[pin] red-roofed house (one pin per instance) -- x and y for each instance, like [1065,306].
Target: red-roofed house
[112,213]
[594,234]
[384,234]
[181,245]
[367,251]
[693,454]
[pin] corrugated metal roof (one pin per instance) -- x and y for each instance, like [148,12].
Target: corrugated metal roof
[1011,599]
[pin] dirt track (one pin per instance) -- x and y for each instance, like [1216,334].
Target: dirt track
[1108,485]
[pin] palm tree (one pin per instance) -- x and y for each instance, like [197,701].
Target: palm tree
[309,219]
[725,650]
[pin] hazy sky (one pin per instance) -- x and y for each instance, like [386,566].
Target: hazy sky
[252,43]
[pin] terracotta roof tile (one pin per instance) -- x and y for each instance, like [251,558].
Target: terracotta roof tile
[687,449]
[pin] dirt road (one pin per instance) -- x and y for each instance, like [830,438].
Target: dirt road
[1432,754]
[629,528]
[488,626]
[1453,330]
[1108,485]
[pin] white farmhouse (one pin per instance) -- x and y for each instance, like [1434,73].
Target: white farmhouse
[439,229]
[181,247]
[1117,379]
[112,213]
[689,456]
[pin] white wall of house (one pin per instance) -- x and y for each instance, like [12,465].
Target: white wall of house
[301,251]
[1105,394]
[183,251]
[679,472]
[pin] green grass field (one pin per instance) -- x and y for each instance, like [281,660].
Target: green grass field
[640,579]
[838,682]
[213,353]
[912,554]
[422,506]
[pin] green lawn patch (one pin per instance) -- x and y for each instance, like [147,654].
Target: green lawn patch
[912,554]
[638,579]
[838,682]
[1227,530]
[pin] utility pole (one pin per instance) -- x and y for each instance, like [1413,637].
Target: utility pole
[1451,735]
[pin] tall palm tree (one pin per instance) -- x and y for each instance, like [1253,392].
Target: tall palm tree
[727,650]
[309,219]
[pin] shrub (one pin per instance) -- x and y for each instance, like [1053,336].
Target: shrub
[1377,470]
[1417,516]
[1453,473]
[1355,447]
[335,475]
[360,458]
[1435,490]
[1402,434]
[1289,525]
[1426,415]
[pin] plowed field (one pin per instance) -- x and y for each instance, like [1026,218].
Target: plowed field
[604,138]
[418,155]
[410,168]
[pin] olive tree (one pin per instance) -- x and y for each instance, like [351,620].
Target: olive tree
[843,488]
■ ■ ■ ■ ■ ■ ■
Write the listing out again, exactly as it reads.

[pin] red-roofed house (one pin per instance) -- x and y for each instance, like [1065,306].
Target: red-roofed house
[112,213]
[594,234]
[384,234]
[181,245]
[367,251]
[693,454]
[pin] corrugated metal roof (one pin per instance) -- x and y for each instance, like [148,12].
Target: corrugated metal roof
[1011,599]
[pin] dirt track (one pin per instance) -- x and y for each instance, like [1216,334].
Target: dirt track
[1108,485]
[pin] palm tree (one pin per instance) -- x and y for each instance, like [197,701].
Target: palm tree
[309,219]
[725,650]
[pin] hazy sky (one pin per instance) -- x and y for each instance, like [386,566].
Target: hazy sky
[252,43]
[pin] terracotta roof tile (one pin per instance) -- x and y for each instance, like [251,558].
Target: terracotta roof tile
[687,449]
[pin] dirt road (one pin per instance) -- x and y for each instance, like [830,438].
Target: dirt road
[1432,754]
[629,528]
[488,626]
[1453,330]
[1108,485]
[pin] white farmhouse (one pin per instance) -- x and y for each instance, like [1434,73].
Target: white farmhouse
[439,229]
[181,247]
[1117,379]
[112,213]
[689,456]
[pin] white wall of house (one pin per instance) -- x and y for each instance, like [12,465].
Target: white wall of house
[301,251]
[1105,394]
[183,251]
[679,472]
[pin] green grass field (one pin per instance) -- x and y for each instance, like [281,660].
Target: green grass field
[640,579]
[838,682]
[213,353]
[912,554]
[422,506]
[pin] green lawn patch (one pin per instance) -- x and y for each instance, like [147,654].
Target: green lawn patch
[912,554]
[638,579]
[838,682]
[1227,530]
[pin] utility pole (one pin per instance) -- x and y for each instance, like [1413,637].
Target: utility pole
[1451,735]
[pin] tall palm tree (one pin per instance) -- x and y for each instance, like [1253,392].
Target: tall palm tree
[727,650]
[309,219]
[pin] shrub (one pin per instance) -- x and y for each instance, like [1053,336].
Target: shrub
[1377,470]
[1417,516]
[1453,473]
[1355,447]
[335,475]
[360,458]
[1435,490]
[1402,434]
[1289,525]
[1426,415]
[pin] plowed field (one pin per instance) -- x and y for each instance, like [1026,218].
Target: plowed field
[604,138]
[418,155]
[410,168]
[pin] olive tree (one pin per instance) -- x and y for each instance, like [351,620].
Target: olive tree
[843,488]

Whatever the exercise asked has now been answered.